Excerto de texto:
★ ★ ★

A questão foi suscitada depois de ser notícia que duas empresas portuguesas suas subsidiárias – Whitestar Asset Solutions e Gesphone, compradas pela Arrow Global em Abril do ano passado – receberam benefícios fiscais entre 2011 e 2014 na ordem dos 423 mil euros. Um assunto que os deputados do PCP e Bloco de Esquerda querem ver esclarecido na subcomissão de ética do Parlamento que está a avaliar se a contratação de Maria Luís Albuquerque cumpre ou não o regime das incompatibilidades dos titulares de cargos políticos.
Tudo indica que a Arrow Global não teve, directamente, benefícios em sede de IRC, mas falta saber se o mesmo aconteceu no período de tributação de 2015 relativamente às subsidiárias que entretanto foram por ela adquiridas.

★ ★ ★

Material da tarefa:
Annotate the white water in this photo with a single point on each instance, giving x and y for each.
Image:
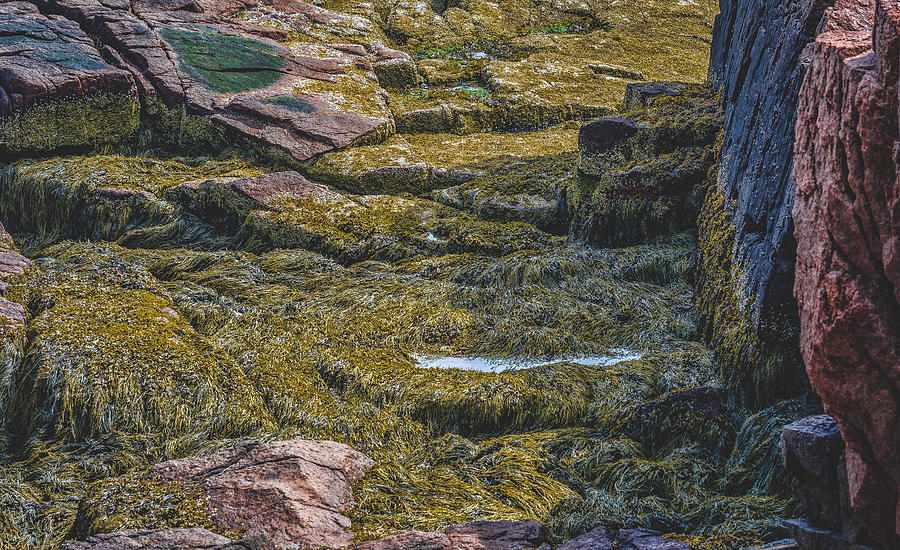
(489, 364)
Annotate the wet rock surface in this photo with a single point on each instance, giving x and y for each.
(173, 539)
(759, 55)
(56, 87)
(269, 259)
(847, 282)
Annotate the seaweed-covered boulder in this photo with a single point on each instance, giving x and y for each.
(598, 539)
(12, 265)
(480, 535)
(109, 353)
(640, 95)
(643, 539)
(642, 177)
(56, 89)
(167, 539)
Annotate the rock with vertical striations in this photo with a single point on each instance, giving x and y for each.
(847, 216)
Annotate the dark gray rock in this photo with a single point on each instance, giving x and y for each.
(810, 537)
(598, 539)
(758, 64)
(605, 134)
(811, 451)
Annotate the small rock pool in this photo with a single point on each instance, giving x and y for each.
(493, 364)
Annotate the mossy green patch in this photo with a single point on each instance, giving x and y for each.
(71, 123)
(108, 354)
(227, 64)
(756, 374)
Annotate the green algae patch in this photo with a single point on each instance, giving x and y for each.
(108, 355)
(755, 373)
(418, 163)
(83, 123)
(528, 192)
(148, 174)
(226, 64)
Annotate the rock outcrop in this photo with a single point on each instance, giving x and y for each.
(168, 539)
(847, 216)
(757, 62)
(56, 90)
(293, 492)
(812, 452)
(640, 176)
(480, 535)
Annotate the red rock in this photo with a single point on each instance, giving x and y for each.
(480, 535)
(167, 539)
(48, 59)
(847, 219)
(147, 39)
(292, 492)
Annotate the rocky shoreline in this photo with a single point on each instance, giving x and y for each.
(232, 229)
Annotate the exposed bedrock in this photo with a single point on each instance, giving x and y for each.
(61, 89)
(56, 90)
(292, 493)
(847, 216)
(759, 56)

★ ★ ★

Partes do exercício:
• A. Devolve, sem qualquer alteração, o troço das linhas do material que vai desde a linha que contém "Annotate the small" até à última dessas linhas, ambas incluídas.
• B. Prossegue o texto sobre os benefícios fiscais das subsidiárias da Arrow Global a partir do ponto em que termina.

Respostas:
• A.
Annotate the small rock pool in this photo with a single point on each instance, giving x and y for each.
(493, 364)
Annotate the mossy green patch in this photo with a single point on each instance, giving x and y for each.
(71, 123)
(108, 354)
(227, 64)
(756, 374)
Annotate the green algae patch in this photo with a single point on each instance, giving x and y for each.
(108, 355)
(755, 373)
(418, 163)
(83, 123)
(528, 192)
(148, 174)
(226, 64)
Annotate the rock outcrop in this photo with a single point on each instance, giving x and y for each.
(168, 539)
(847, 216)
(757, 62)
(56, 90)
(293, 492)
(812, 452)
(640, 176)
(480, 535)
Annotate the red rock in this photo with a single point on each instance, giving x and y for each.
(480, 535)
(167, 539)
(48, 59)
(847, 219)
(147, 39)
(292, 492)
Annotate the rocky shoreline in this photo with a single point on each instance, giving x and y for each.
(232, 229)
Annotate the exposed bedrock in this photo with a single point on each instance, giving x and y for each.
(61, 89)
(56, 90)
(292, 493)
(847, 216)
(759, 56)

• B.
Ainda não é possível validar esta informação a partir das estatísticas da Autoridade Tributária e Aduaneira, porque as empresas ainda terão de entregar este ano as declarações de rendimentos do ano passado e só depois disso o Ministério das Finanças divulgará a lista das beneficiárias de 2015. E nem a questão ficou esclarecida no comunicado que a empresa britânica emitiu nesta quarta-feira sobre a contratação da ex-ministra. “Maria Luís Albuquerque foi tão rápida a passar-se para uma empresa privada que nem sequer há dados dos benefícios fiscais do ano passado...”, ironiza a deputada do Bloco de Esquerda Mariana Mortágua, em declarações ao PÚBLICO. “O que é impressionante é que tenhamos de andar à procura, esperar, investigar, para que a lei diga o que está à vista de todos: é que há um claro conflito de interesses”.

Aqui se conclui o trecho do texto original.